**THE TASK:** Every record is to be restated exactly, with nothing left out.
START TASK INPUT
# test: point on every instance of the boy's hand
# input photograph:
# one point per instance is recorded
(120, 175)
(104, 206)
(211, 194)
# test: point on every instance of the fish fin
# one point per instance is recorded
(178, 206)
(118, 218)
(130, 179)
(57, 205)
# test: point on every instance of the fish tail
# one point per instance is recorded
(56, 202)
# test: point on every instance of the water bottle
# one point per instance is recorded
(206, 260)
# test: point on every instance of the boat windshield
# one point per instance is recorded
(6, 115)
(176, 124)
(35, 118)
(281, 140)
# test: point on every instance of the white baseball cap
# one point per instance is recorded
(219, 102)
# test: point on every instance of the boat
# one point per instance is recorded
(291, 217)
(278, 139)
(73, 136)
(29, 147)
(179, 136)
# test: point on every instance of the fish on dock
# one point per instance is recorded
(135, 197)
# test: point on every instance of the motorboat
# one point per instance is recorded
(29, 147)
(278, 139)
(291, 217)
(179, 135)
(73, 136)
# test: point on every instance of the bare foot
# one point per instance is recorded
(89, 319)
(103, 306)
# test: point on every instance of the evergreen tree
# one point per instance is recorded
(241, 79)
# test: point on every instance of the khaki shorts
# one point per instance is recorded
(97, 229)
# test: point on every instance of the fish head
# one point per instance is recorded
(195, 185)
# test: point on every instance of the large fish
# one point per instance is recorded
END TASK INPUT
**ANSWER TO THIS TASK:**
# test: point on every instance of the boy's hand
# input photograph:
# one point per instance is recorded
(120, 175)
(104, 206)
(211, 194)
# test: point on every instance of the fish fin
# one point per instance is recorded
(178, 206)
(118, 218)
(130, 179)
(57, 205)
# test: point on every instance of the fish tail
# one point per instance is recorded
(56, 202)
# test: point on every instance of the water bottle
# one point per instance is recorded
(206, 260)
# test: point on every instance of the boat windshield
# one point per instance is recorded
(6, 115)
(176, 124)
(35, 118)
(281, 140)
# test: point on every instance of the white baseball cap
# one point per instance is recorded
(219, 102)
# test: point on every instance of the boat
# one point per instance is recorded
(291, 217)
(278, 139)
(73, 136)
(29, 147)
(179, 136)
# test: point on every instance of the fish on dock
# one point per instance is recorded
(135, 197)
# test: point on every instance of the motorboat
# one point per instance is recorded
(29, 147)
(278, 139)
(291, 217)
(179, 135)
(73, 136)
# test: point on every instance of the bare foot
# one point per instance is recorded
(89, 319)
(103, 306)
# test: point on every instance of the evergreen tree
# one point per instance is recorded
(241, 79)
# test: point on every instance of the khaki shorts
# one point per instance is recorded
(97, 229)
# test: point on every instance of the fish head
# one point per instance is recorded
(195, 185)
# test: point on every instance of the large fish
# one point per instance is recorded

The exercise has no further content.